(Referring expression data)
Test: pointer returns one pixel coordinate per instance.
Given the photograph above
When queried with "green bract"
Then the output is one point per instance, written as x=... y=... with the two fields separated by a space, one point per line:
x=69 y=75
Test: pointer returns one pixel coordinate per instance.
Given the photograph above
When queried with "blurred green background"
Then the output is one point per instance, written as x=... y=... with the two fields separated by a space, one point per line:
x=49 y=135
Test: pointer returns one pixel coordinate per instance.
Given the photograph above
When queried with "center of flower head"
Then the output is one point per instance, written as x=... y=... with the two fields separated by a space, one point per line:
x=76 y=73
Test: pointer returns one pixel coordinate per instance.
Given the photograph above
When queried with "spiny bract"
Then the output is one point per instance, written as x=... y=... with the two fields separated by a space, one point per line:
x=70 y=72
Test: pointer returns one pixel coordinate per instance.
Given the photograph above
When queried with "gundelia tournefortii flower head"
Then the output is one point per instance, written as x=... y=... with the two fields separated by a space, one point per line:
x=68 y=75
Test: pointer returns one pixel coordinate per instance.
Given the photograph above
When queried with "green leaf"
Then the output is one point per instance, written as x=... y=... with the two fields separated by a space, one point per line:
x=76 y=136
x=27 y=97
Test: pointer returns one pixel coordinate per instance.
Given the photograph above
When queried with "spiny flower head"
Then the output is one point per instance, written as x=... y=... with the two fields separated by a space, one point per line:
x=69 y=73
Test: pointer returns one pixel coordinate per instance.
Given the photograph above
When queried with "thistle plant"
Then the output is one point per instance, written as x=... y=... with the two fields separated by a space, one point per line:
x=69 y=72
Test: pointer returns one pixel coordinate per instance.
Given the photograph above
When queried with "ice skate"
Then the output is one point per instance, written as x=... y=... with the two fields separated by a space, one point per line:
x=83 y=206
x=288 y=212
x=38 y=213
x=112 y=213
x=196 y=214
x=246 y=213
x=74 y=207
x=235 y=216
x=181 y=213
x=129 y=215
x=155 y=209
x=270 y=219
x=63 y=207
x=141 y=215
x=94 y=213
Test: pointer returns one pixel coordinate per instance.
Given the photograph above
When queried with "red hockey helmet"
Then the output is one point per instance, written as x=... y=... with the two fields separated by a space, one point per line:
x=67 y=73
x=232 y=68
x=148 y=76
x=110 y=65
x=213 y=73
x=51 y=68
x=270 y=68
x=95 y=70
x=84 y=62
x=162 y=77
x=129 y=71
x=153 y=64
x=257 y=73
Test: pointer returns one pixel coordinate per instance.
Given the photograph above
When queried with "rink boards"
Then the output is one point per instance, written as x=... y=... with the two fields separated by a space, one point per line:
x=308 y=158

Exercise goal – Using the data above, reproduce every line exactly.

Task output –
Test: pointer returns one pixel coordinate per instance.
Given the photograph above
When queried with "green bract"
Then the output is one point per instance, written as x=... y=... with the two fields separated by a space, one point per line:
x=69 y=75
Test: pointer returns one pixel coordinate per instance.
Given the photograph above
When queried with "blurred green background"
Then the output is one point per instance, written as x=... y=... with the two fields separated by a space, one point per line:
x=49 y=135
Test: pointer returns one pixel coordinate per instance.
Given the photograph above
When queried with "center of flower head"
Then the output is one point per instance, written as x=... y=... with the two fields separated by a space, one point per line:
x=76 y=73
Test: pointer returns one pixel coordinate per instance.
Given the photograph above
When queried with "spiny bract"
Then the output is one point per instance, written as x=... y=... with the two fields separated by a space, one point per line:
x=70 y=72
Test: pointer returns one pixel coordinate per instance.
Given the photograph above
When queried with "gundelia tournefortii flower head"
Then the output is one point per instance, written as x=... y=... with the two fields separated by a space, one point per line:
x=68 y=75
Test: pointer returns one pixel coordinate per instance.
Given the photograph above
When queried with "green leaf"
Then the output is one point per instance, written as x=... y=... with the two fields separated by a space, one point per line:
x=76 y=136
x=27 y=97
Test: pointer returns one pixel coordinate per instance.
Given the photograph above
When queried with "spiny flower head"
Then the output is one point per instance, written as x=... y=... with the two fields separated by a space, one point per line:
x=69 y=73
Test: pointer returns one pixel coordinate per instance.
Given the photograph above
When queried with "thistle plant"
Then the output is one point per instance, written as x=... y=... with the two fields separated by a space, one point per line:
x=69 y=72
Test: pointer returns one pixel coordinate per instance.
Given the photograph above
When queried with "ice skate"
Then the output is one point per instance, written as x=... y=... with the two fields separated by a space, one point per line:
x=83 y=206
x=288 y=212
x=38 y=213
x=112 y=213
x=196 y=214
x=246 y=213
x=74 y=207
x=235 y=216
x=181 y=213
x=129 y=215
x=155 y=209
x=270 y=219
x=63 y=207
x=141 y=215
x=94 y=213
Test: pointer returns one pixel coordinate per instance.
Given the photograph above
When queried with "red hockey helmet"
Then the output is one point per instance, written as x=... y=... with the two fields separated by a space, one point per line:
x=67 y=73
x=232 y=68
x=148 y=76
x=110 y=65
x=213 y=73
x=51 y=68
x=270 y=68
x=95 y=70
x=84 y=62
x=162 y=77
x=129 y=71
x=153 y=64
x=257 y=73
Test: pointer returns one pixel coordinate per instance.
Given the photograph above
When queried with "rink boards"
Then the output is one point per instance, written as x=... y=... with the two fields separated by a space, one point per line:
x=308 y=158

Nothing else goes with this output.